Records from a collection:
==*==
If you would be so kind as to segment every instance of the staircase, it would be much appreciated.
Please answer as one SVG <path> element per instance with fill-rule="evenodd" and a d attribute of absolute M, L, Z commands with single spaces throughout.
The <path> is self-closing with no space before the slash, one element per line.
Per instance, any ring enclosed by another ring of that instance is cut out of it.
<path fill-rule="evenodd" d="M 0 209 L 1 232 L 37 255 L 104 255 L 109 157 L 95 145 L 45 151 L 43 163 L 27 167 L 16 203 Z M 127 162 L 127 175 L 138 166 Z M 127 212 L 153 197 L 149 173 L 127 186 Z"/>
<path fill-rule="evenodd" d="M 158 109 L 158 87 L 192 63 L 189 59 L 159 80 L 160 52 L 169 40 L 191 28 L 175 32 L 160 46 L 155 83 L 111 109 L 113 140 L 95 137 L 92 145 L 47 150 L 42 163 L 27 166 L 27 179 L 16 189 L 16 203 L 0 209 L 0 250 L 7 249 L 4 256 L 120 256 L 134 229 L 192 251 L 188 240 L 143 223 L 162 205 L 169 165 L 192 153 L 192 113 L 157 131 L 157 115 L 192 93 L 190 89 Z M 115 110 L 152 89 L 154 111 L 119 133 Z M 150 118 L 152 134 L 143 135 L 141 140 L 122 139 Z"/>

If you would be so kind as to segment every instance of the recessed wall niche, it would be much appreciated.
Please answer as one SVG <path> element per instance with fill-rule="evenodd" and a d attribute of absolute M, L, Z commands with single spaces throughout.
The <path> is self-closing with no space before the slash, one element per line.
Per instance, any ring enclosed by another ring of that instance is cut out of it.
==*==
**PROBLEM DETAILS**
Restate the records from the line containing "niche, it would be much appreciated." through the end of the records, substituting "bookshelf" for "recessed wall niche" and leaving everything else unchanged.

**WORKED SOLUTION**
If you would be so kind as to segment every instance of the bookshelf, it would be much appreciated.
Please answer as one SVG <path> element per instance with fill-rule="evenodd" and a d attribute of absolute M, L, Z commands with single spaces throughout.
The <path> is self-closing with no space before the slash, one element per line.
Per instance, any ring enclosed by another ring of that instance is cut out of it.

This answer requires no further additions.